__What the exercise asks__. Reproduce verbatim the lines below, starting with the line that contains "the beige painted" and ending with the line that contains "top-left (18, 1), bottom-right (366, 332)", both included.

----

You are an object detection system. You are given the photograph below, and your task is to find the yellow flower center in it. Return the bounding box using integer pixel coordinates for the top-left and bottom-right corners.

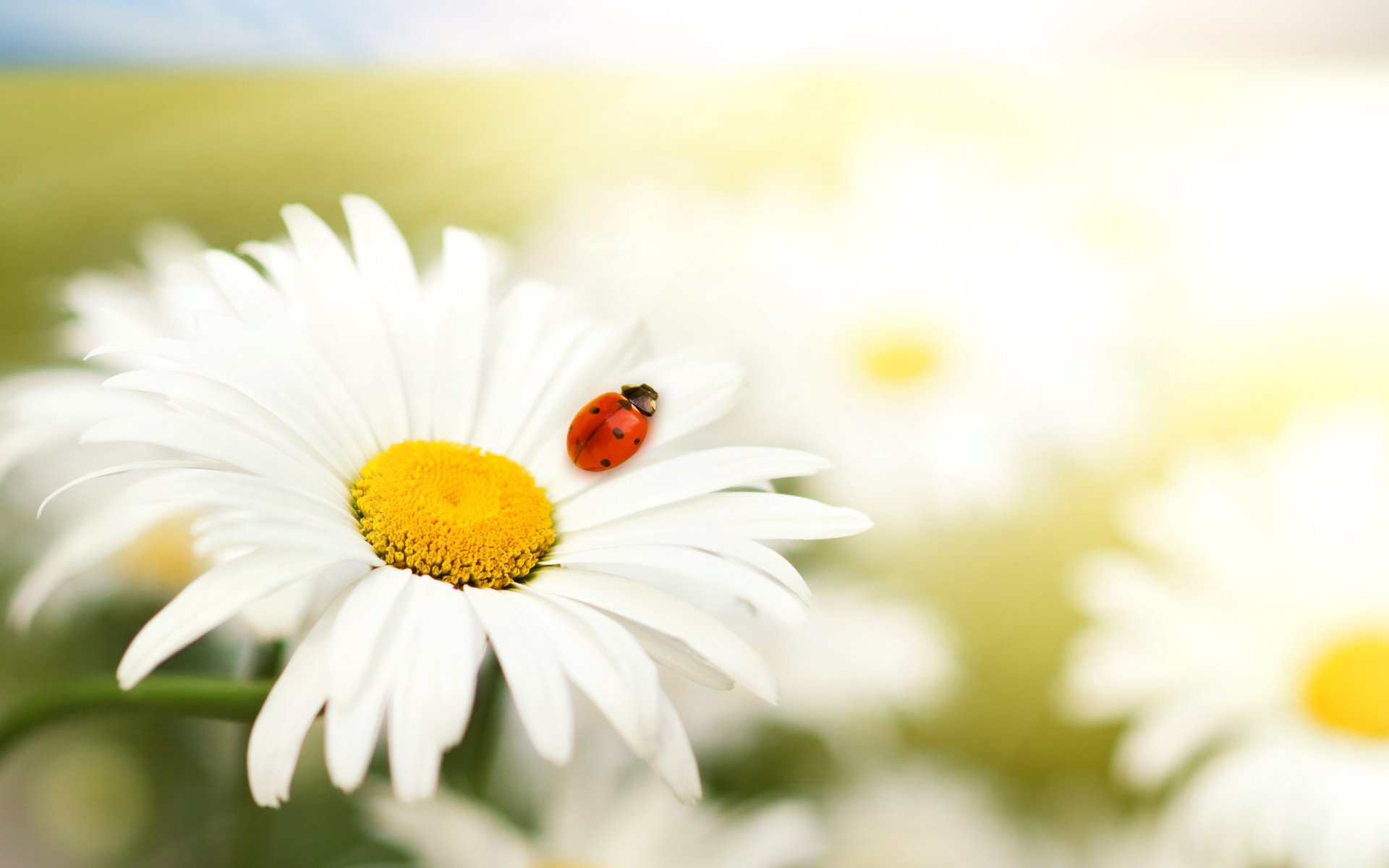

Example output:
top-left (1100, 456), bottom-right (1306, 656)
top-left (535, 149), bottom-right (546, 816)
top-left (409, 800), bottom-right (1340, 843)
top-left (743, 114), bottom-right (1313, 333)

top-left (1303, 632), bottom-right (1389, 739)
top-left (859, 329), bottom-right (940, 386)
top-left (113, 515), bottom-right (210, 593)
top-left (352, 441), bottom-right (554, 587)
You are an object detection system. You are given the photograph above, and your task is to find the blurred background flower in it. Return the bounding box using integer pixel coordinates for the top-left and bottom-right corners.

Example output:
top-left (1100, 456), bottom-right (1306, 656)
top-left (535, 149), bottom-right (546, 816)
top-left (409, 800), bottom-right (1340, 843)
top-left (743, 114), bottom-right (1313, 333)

top-left (0, 0), bottom-right (1389, 868)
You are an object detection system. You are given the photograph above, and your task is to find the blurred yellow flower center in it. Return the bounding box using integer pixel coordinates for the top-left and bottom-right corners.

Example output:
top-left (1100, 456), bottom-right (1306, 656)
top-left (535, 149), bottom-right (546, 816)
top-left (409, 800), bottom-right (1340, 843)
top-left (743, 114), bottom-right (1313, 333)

top-left (859, 331), bottom-right (940, 386)
top-left (352, 441), bottom-right (554, 587)
top-left (1303, 634), bottom-right (1389, 739)
top-left (113, 515), bottom-right (210, 593)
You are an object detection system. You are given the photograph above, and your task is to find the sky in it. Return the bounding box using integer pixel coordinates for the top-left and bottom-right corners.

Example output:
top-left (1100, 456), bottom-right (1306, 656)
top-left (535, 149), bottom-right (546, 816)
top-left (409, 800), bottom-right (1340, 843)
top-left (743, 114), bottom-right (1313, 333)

top-left (8, 0), bottom-right (1389, 67)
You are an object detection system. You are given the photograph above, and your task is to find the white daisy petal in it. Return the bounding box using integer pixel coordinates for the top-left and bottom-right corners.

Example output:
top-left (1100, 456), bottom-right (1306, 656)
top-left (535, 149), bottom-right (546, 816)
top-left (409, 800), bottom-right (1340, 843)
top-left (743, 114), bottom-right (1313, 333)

top-left (564, 492), bottom-right (872, 547)
top-left (554, 446), bottom-right (831, 532)
top-left (548, 528), bottom-right (810, 603)
top-left (388, 582), bottom-right (486, 801)
top-left (429, 229), bottom-right (488, 443)
top-left (343, 196), bottom-right (420, 305)
top-left (82, 415), bottom-right (341, 497)
top-left (530, 568), bottom-right (776, 703)
top-left (546, 546), bottom-right (806, 625)
top-left (282, 205), bottom-right (409, 443)
top-left (203, 250), bottom-right (285, 322)
top-left (246, 594), bottom-right (335, 808)
top-left (328, 566), bottom-right (411, 705)
top-left (651, 694), bottom-right (704, 803)
top-left (471, 284), bottom-right (554, 451)
top-left (514, 593), bottom-right (661, 757)
top-left (511, 322), bottom-right (640, 467)
top-left (465, 587), bottom-right (574, 765)
top-left (616, 618), bottom-right (736, 690)
top-left (323, 571), bottom-right (417, 793)
top-left (115, 551), bottom-right (341, 687)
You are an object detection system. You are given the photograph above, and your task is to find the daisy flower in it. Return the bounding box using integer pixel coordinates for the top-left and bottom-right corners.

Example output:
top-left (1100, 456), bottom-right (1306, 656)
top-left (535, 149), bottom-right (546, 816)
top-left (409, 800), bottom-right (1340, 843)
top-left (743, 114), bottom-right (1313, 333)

top-left (59, 197), bottom-right (870, 806)
top-left (1067, 406), bottom-right (1389, 868)
top-left (521, 136), bottom-right (1139, 530)
top-left (0, 226), bottom-right (216, 628)
top-left (671, 582), bottom-right (959, 753)
top-left (371, 771), bottom-right (821, 868)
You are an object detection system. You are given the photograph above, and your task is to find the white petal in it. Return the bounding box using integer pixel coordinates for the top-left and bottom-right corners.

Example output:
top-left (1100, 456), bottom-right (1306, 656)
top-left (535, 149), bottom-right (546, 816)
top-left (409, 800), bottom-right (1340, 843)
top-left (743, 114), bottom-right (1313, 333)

top-left (106, 370), bottom-right (357, 479)
top-left (38, 459), bottom-right (217, 518)
top-left (281, 205), bottom-right (409, 443)
top-left (203, 250), bottom-right (286, 322)
top-left (546, 528), bottom-right (810, 601)
top-left (554, 446), bottom-right (831, 533)
top-left (515, 592), bottom-right (660, 757)
top-left (115, 551), bottom-right (341, 689)
top-left (388, 582), bottom-right (486, 800)
top-left (464, 587), bottom-right (574, 765)
top-left (82, 414), bottom-right (343, 497)
top-left (343, 196), bottom-right (432, 438)
top-left (432, 229), bottom-right (488, 443)
top-left (470, 284), bottom-right (554, 451)
top-left (650, 694), bottom-right (704, 803)
top-left (507, 322), bottom-right (640, 467)
top-left (343, 195), bottom-right (420, 304)
top-left (323, 571), bottom-right (419, 793)
top-left (618, 618), bottom-right (735, 690)
top-left (530, 568), bottom-right (776, 703)
top-left (328, 566), bottom-right (412, 705)
top-left (545, 546), bottom-right (806, 625)
top-left (563, 492), bottom-right (872, 546)
top-left (246, 610), bottom-right (334, 808)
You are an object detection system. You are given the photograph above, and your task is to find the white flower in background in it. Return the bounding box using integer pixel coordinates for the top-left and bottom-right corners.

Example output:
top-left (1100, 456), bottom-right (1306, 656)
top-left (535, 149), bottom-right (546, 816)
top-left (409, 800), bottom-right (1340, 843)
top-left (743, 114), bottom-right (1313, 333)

top-left (671, 581), bottom-right (959, 753)
top-left (519, 139), bottom-right (1139, 529)
top-left (1045, 817), bottom-right (1207, 868)
top-left (1068, 406), bottom-right (1389, 868)
top-left (371, 770), bottom-right (821, 868)
top-left (65, 197), bottom-right (870, 804)
top-left (821, 764), bottom-right (1042, 868)
top-left (0, 226), bottom-right (218, 628)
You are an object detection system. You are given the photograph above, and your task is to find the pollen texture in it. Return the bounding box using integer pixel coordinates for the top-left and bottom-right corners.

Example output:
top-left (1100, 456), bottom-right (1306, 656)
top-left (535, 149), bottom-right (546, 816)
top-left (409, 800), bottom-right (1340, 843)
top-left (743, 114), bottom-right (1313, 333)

top-left (352, 441), bottom-right (554, 587)
top-left (1304, 634), bottom-right (1389, 739)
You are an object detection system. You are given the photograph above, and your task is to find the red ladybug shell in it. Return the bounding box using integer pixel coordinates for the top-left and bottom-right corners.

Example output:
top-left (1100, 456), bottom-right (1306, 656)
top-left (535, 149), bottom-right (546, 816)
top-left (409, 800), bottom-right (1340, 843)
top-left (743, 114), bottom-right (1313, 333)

top-left (568, 391), bottom-right (647, 471)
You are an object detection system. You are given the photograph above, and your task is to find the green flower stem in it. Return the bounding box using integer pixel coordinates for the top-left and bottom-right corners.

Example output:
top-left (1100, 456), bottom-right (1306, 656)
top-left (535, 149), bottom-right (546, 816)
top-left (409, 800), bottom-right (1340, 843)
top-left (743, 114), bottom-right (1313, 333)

top-left (0, 675), bottom-right (272, 757)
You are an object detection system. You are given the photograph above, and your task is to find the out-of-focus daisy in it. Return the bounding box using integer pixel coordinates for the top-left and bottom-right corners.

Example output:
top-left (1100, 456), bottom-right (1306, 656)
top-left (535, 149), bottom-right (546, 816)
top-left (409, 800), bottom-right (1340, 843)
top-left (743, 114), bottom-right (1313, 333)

top-left (671, 582), bottom-right (957, 752)
top-left (373, 773), bottom-right (821, 868)
top-left (65, 197), bottom-right (870, 804)
top-left (0, 226), bottom-right (216, 626)
top-left (521, 139), bottom-right (1139, 529)
top-left (1068, 406), bottom-right (1389, 868)
top-left (1037, 817), bottom-right (1207, 868)
top-left (823, 764), bottom-right (1040, 868)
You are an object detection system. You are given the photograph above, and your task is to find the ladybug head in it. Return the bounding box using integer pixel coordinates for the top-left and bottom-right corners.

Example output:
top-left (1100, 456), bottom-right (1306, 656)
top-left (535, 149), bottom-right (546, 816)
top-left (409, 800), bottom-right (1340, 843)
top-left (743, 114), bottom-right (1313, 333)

top-left (622, 383), bottom-right (658, 415)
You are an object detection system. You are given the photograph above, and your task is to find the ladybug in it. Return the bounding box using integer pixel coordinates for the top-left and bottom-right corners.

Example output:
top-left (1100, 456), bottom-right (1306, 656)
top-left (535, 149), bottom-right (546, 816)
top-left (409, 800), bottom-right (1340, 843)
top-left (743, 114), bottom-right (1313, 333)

top-left (568, 383), bottom-right (657, 471)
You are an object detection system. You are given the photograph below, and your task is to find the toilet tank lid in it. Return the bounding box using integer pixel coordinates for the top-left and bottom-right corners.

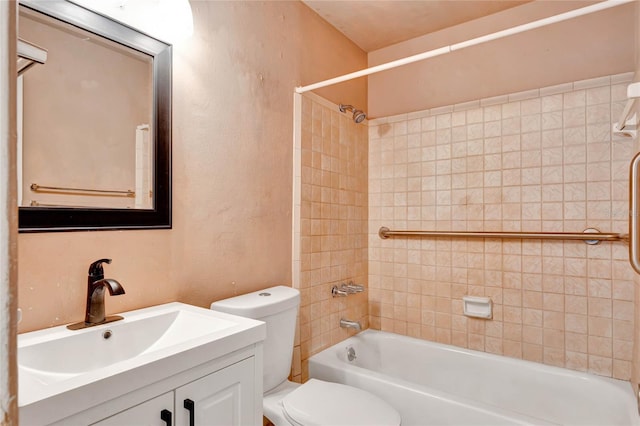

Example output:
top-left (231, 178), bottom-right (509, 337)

top-left (211, 285), bottom-right (300, 319)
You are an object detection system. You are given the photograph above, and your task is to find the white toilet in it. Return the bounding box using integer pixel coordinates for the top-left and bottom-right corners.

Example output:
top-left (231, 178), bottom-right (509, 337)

top-left (211, 286), bottom-right (401, 426)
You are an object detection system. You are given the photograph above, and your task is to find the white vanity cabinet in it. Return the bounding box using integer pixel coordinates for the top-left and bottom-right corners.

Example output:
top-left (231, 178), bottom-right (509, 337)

top-left (93, 357), bottom-right (255, 426)
top-left (18, 302), bottom-right (266, 426)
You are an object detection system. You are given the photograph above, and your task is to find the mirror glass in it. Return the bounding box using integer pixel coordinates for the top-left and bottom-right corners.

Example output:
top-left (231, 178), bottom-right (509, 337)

top-left (18, 0), bottom-right (171, 232)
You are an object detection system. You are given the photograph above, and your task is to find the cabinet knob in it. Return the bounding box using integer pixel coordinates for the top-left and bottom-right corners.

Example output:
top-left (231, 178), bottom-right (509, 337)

top-left (184, 398), bottom-right (196, 426)
top-left (160, 410), bottom-right (172, 426)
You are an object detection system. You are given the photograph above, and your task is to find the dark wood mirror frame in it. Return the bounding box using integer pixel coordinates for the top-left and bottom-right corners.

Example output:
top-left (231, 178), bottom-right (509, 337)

top-left (19, 0), bottom-right (172, 232)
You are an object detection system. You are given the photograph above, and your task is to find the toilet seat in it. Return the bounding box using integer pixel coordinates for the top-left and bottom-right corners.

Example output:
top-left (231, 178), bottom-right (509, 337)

top-left (282, 379), bottom-right (400, 426)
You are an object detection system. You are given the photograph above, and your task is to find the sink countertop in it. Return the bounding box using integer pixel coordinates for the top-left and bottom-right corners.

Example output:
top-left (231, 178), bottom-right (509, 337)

top-left (18, 302), bottom-right (266, 422)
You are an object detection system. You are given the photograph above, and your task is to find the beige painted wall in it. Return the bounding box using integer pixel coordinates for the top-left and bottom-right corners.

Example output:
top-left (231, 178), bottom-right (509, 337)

top-left (368, 1), bottom-right (636, 118)
top-left (18, 1), bottom-right (366, 332)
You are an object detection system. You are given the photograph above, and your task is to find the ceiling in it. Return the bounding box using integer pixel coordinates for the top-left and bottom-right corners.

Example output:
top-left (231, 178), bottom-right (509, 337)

top-left (302, 0), bottom-right (531, 52)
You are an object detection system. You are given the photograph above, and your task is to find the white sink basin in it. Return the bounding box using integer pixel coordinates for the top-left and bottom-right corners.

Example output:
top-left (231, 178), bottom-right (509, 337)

top-left (18, 302), bottom-right (265, 416)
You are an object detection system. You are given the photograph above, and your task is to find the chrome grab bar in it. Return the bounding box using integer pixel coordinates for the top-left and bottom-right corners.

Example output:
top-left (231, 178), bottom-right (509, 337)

top-left (378, 226), bottom-right (627, 244)
top-left (629, 153), bottom-right (640, 274)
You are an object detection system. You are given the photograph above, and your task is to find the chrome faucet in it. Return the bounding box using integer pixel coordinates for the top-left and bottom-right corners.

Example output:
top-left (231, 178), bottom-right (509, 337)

top-left (67, 259), bottom-right (124, 330)
top-left (340, 318), bottom-right (362, 331)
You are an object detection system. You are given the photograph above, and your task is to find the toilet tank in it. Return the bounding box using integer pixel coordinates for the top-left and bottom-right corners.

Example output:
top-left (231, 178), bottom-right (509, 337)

top-left (211, 286), bottom-right (300, 393)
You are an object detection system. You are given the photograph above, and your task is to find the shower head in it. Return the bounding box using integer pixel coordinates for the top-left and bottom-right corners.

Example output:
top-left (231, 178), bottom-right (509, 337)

top-left (339, 104), bottom-right (367, 123)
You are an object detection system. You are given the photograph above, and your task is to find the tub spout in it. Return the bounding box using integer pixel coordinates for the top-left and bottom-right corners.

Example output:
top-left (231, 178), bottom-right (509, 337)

top-left (340, 318), bottom-right (362, 331)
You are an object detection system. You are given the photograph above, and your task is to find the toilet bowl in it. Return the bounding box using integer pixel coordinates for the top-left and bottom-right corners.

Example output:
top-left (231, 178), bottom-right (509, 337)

top-left (211, 286), bottom-right (401, 426)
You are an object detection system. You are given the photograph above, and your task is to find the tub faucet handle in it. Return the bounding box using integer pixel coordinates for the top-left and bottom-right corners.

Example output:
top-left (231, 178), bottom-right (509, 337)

top-left (331, 285), bottom-right (349, 297)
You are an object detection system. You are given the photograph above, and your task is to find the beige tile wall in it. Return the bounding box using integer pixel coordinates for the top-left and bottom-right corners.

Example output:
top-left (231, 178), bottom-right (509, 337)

top-left (292, 94), bottom-right (368, 381)
top-left (369, 74), bottom-right (635, 379)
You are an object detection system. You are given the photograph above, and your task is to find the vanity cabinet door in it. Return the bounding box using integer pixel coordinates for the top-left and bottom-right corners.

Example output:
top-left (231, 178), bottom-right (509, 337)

top-left (175, 357), bottom-right (261, 426)
top-left (93, 392), bottom-right (174, 426)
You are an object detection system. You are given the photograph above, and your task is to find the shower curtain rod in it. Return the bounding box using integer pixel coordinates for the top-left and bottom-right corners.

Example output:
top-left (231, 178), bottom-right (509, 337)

top-left (295, 0), bottom-right (635, 93)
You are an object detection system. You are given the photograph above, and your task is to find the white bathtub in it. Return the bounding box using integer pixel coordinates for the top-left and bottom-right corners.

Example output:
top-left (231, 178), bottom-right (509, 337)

top-left (309, 330), bottom-right (640, 426)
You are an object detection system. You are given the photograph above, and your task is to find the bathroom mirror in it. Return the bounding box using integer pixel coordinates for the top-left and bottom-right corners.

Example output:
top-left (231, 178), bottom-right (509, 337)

top-left (18, 0), bottom-right (172, 232)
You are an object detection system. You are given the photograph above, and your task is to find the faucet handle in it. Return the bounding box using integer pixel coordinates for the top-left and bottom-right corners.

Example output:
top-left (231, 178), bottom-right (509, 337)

top-left (331, 285), bottom-right (349, 297)
top-left (89, 259), bottom-right (111, 277)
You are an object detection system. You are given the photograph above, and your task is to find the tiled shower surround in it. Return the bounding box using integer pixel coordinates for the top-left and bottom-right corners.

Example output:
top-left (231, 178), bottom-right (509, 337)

top-left (368, 74), bottom-right (636, 379)
top-left (292, 94), bottom-right (368, 381)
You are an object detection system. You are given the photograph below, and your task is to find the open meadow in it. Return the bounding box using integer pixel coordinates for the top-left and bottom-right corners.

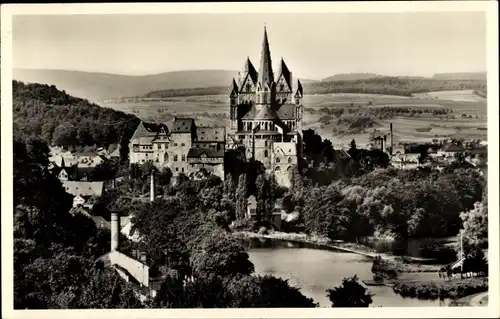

----

__The solution__.
You are an object detection system. You are given the photograph above, and your task is to find the beige painted wall in it. Return the bounding box using integer pixel coordinates for the top-left and bottom-right corners.

Example output:
top-left (231, 178), bottom-right (509, 337)

top-left (368, 1), bottom-right (636, 118)
top-left (18, 1), bottom-right (366, 332)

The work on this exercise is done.